**ARTICLE:**
---------------
Published on 17 September 2019

Evelina Domnitch and Dmitry Gelfand receive 2019’s Art+Technology Award at SMARTcafé event

The artist duo Evelina Domnitch and Dmitry Gelfand are this year’s winner of the Witteveen+Bos Art+Technology Award. On 7 November 2019 they will receive the prize in Deventer from Karin Sluis, managing director of consultancy and engineering firm Witteveen+Bos. The award ceremony will take place at Witteveen+Bos' Deventer headquarters and is part of the event 'SMARTcafé - Making sense with data', which will include a presentation on the interfaces between art and technology.

Evelina Domnitch (1972, Minsk) and Dmitry Gelfand (1974, St. Petersburg) have been working together for over 20 years. Together they create works of art that offer an immersive sensory experience. In their research they strive for a synergy of science, technology, art and philosophy. In 1994, Evelina obtained an MA degree in Philosophy cum laude from the Belarusian State University. Dmitry obtained his bachelor's degree in Film/Video at the University of New York in 1996. In 1998 they started working together, after meeting each other in New York. In 2005 they came to the Netherlands, they are currently based in The Hague.
---------------
**INFORMATION SHOWN:**
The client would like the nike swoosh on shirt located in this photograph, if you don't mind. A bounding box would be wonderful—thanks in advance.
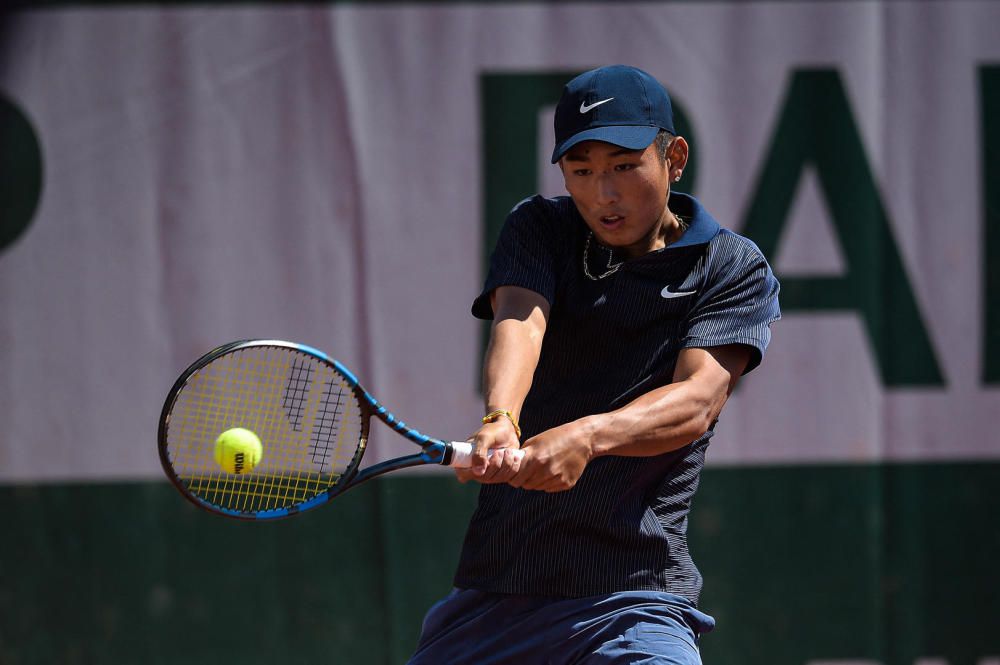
---------------
**TASK REQUIREMENTS:**
A. Duplicate everything in the award announcement from "Evelina Domnitch (1972, Minsk)" down to "in The Hague.".
B. According to the award announcement, who will hand the prize to the artist duo?
C. Take the award announcement further from where it stops.

**THE REPLIES:**
A.
Evelina Domnitch (1972, Minsk) and Dmitry Gelfand (1974, St. Petersburg) have been working together for over 20 years. Together they create works of art that offer an immersive sensory experience. In their research they strive for a synergy of science, technology, art and philosophy. In 1994, Evelina obtained an MA degree in Philosophy cum laude from the Belarusian State University. Dmitry obtained his bachelor's degree in Film/Video at the University of New York in 1996. In 1998 they started working together, after meeting each other in New York. In 2005 they came to the Netherlands, they are currently based in The Hague.

B. Karin Sluis, managing director of Witteveen+Bos.

C.
Increasing cross-pollination
Witteveen+Bos would like to increase the mutual inspiration of the winning artists with the engineering consultancy practice in order for the award to have as much impact as possible. That is why this year the artists will be given a commission for a work of art to be developed in order to be displayed in one of the offices. This creative process is reinforced by Witteveen+Bos' invitation to the artists to hold workshops on inspiration and innovation for Witteveen+Bos employees. During the SMARTcafé, which includes the award ceremony, there will also be a session about what connects art and technology.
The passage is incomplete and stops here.